Given request
Return the rows below unchanged, starting at the line with "label: guitar neck" and ending with the line with "top-left (63, 80), bottom-right (330, 186)", both of those lines included.

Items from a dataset
◆ ◆ ◆ ◆ ◆
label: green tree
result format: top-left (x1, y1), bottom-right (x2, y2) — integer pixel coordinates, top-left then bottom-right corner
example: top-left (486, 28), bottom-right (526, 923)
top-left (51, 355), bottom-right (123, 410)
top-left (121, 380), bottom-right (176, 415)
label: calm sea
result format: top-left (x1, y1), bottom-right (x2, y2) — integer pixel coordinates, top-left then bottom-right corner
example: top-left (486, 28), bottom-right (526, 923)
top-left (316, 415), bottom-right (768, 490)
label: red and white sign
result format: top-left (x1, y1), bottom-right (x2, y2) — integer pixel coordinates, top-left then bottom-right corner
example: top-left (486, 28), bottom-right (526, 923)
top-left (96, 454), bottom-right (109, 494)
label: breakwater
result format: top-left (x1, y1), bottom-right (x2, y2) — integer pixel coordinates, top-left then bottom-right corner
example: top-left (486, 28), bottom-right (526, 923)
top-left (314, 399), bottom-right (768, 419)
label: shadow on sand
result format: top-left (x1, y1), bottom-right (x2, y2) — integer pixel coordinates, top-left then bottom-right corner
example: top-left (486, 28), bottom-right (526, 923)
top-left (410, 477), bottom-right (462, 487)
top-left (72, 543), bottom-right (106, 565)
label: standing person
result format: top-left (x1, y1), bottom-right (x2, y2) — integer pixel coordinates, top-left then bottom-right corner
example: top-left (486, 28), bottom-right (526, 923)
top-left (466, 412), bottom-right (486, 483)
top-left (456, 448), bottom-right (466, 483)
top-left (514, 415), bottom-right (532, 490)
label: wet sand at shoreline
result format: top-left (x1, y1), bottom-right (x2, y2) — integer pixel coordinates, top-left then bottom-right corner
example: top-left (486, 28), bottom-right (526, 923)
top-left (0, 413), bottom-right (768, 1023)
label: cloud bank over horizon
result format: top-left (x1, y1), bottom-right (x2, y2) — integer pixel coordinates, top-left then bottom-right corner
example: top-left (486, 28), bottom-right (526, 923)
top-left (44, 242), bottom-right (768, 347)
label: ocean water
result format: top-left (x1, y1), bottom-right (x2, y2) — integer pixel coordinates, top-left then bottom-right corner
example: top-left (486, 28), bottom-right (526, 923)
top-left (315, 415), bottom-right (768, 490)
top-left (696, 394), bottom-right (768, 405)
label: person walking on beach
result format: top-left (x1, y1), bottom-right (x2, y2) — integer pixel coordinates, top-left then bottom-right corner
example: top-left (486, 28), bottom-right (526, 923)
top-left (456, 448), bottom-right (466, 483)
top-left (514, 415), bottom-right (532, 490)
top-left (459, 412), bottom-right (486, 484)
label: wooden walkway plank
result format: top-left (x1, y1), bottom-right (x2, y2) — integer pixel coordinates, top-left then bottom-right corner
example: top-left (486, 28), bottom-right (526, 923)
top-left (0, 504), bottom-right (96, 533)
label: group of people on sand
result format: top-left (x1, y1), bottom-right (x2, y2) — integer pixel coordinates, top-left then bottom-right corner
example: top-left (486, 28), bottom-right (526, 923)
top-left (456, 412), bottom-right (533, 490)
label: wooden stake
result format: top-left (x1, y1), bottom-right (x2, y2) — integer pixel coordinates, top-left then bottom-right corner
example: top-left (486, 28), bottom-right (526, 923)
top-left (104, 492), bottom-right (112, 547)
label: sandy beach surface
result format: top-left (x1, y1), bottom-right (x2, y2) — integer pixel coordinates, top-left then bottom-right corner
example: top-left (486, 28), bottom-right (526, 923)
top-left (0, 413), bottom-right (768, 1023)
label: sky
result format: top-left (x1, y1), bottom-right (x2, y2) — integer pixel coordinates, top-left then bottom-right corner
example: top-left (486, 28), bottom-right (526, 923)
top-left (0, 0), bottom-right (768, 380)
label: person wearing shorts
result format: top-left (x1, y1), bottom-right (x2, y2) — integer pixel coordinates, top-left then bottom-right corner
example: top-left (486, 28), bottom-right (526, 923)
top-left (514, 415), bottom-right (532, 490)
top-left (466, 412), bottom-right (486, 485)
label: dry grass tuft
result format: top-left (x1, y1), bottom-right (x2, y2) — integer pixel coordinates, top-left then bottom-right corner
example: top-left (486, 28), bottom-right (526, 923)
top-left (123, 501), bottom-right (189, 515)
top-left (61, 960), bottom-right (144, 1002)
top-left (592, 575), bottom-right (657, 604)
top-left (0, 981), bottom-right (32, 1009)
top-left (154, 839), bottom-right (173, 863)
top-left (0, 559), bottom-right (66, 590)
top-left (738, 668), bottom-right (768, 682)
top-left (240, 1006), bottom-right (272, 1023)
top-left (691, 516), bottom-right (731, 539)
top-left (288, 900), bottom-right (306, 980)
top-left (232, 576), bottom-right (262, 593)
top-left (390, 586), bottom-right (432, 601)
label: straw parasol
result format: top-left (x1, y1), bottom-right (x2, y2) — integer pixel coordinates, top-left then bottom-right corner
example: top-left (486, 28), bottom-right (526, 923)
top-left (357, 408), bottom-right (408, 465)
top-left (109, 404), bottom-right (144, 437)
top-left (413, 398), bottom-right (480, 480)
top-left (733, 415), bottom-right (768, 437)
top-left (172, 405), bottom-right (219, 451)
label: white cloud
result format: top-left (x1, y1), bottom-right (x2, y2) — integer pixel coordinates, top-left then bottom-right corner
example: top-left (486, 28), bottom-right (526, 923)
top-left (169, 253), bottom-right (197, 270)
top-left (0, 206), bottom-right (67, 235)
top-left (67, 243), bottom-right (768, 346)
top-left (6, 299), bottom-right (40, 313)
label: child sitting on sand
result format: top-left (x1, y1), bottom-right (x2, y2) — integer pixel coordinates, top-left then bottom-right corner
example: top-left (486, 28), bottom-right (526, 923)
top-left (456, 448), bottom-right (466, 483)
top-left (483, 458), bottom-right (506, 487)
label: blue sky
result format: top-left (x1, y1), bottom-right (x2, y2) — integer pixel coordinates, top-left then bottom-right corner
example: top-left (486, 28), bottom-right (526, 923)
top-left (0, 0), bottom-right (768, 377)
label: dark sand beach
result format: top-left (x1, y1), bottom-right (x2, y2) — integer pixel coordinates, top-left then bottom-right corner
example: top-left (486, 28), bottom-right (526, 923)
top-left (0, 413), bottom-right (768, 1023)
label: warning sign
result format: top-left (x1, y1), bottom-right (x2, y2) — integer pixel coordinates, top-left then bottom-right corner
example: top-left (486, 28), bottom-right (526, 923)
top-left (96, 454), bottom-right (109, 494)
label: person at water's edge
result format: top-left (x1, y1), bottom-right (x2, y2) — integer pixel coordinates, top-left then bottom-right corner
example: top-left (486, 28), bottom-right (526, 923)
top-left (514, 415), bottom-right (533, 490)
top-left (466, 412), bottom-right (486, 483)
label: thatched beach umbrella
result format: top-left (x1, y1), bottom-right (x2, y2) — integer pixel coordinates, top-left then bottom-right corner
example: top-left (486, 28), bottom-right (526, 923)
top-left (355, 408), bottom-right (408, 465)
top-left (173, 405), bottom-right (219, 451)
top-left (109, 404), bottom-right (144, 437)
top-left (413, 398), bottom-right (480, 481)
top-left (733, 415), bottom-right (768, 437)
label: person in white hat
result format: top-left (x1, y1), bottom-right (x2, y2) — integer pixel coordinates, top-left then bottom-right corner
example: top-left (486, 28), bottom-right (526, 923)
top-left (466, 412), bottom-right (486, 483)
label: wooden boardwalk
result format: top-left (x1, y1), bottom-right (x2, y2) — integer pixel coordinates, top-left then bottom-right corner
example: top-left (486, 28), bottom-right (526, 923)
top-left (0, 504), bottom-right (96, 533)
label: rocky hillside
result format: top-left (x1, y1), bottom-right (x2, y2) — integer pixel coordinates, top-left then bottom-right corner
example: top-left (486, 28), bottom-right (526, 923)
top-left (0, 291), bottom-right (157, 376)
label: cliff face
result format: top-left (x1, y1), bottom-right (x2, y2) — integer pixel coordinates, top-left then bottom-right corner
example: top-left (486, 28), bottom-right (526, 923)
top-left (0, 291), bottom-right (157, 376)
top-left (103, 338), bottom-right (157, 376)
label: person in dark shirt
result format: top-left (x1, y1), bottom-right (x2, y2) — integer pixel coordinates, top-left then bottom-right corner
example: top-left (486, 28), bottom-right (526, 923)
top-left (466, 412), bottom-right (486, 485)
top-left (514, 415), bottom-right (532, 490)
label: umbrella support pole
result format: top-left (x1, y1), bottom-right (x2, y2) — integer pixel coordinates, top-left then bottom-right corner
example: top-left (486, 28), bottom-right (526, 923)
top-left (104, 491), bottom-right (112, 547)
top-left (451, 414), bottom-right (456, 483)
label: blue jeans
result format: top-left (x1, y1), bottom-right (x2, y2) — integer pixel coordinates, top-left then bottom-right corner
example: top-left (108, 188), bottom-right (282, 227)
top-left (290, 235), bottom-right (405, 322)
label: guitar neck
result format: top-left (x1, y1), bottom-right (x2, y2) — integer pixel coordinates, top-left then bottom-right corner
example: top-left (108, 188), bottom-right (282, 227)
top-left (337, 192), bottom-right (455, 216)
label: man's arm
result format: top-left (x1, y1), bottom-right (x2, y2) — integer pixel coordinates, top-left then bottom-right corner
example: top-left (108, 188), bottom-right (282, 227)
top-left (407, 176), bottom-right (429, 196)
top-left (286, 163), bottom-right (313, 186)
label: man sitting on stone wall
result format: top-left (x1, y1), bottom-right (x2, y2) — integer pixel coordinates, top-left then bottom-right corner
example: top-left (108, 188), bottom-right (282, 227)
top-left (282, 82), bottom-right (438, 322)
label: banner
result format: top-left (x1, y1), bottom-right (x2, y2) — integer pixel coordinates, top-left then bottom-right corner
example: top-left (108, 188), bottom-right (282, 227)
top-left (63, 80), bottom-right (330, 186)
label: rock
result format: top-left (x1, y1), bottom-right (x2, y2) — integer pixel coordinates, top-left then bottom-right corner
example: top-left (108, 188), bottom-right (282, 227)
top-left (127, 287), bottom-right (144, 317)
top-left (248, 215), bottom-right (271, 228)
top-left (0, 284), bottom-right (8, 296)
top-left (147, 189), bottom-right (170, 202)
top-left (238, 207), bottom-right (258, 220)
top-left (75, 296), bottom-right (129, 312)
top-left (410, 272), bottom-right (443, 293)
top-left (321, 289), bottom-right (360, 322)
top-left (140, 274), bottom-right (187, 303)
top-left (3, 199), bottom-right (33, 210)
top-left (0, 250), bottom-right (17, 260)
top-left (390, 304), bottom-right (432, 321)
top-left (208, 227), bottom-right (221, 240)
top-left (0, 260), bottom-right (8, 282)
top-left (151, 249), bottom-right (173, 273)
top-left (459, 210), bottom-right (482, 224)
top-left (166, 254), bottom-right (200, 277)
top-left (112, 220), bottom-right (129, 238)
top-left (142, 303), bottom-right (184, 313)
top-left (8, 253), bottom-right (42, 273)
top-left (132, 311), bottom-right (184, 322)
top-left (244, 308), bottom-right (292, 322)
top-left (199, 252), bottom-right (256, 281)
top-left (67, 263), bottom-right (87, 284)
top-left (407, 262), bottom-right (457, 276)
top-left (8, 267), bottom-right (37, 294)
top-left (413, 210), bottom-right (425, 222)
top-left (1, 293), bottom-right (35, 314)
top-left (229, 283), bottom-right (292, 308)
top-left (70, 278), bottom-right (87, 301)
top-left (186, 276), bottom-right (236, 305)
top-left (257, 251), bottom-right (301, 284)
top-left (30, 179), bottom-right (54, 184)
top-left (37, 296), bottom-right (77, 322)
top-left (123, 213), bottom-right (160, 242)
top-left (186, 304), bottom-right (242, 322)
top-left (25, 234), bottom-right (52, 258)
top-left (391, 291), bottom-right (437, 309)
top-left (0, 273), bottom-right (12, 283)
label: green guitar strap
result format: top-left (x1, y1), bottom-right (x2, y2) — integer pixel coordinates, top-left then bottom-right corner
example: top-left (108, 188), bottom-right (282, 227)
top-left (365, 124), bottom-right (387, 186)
◆ ◆ ◆ ◆ ◆
Right answer
label: guitar neck
result format: top-left (x1, y1), bottom-right (x2, y2) — integer pixel coordinates, top-left then bottom-right corner
example: top-left (108, 188), bottom-right (282, 227)
top-left (337, 192), bottom-right (455, 216)
label: man's arm
result format: top-left (x1, y1), bottom-right (x2, y2) — integer pixel coordinates, top-left then bottom-right corner
example: top-left (108, 188), bottom-right (282, 227)
top-left (407, 176), bottom-right (429, 196)
top-left (286, 163), bottom-right (313, 186)
label: man sitting on stone wall
result format: top-left (x1, y1), bottom-right (x2, y2) — integer pixel coordinates, top-left then bottom-right corner
example: top-left (108, 188), bottom-right (282, 227)
top-left (282, 82), bottom-right (438, 322)
label: banner
result format: top-left (x1, y1), bottom-right (x2, y2) — integer pixel coordinates, top-left then bottom-right corner
example: top-left (108, 188), bottom-right (282, 227)
top-left (63, 80), bottom-right (330, 186)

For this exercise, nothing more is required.